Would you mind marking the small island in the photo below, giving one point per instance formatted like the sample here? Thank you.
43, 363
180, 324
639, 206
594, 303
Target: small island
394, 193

..............................

HOW TO COMPLETE THIS TASK: An identical copy of the preceding records should be returned.

REPLY:
Would you mind marking the small island in the photo below, giving one point per instance formatted like the sample here? Thank you.
43, 363
180, 324
639, 206
594, 303
Target: small island
394, 193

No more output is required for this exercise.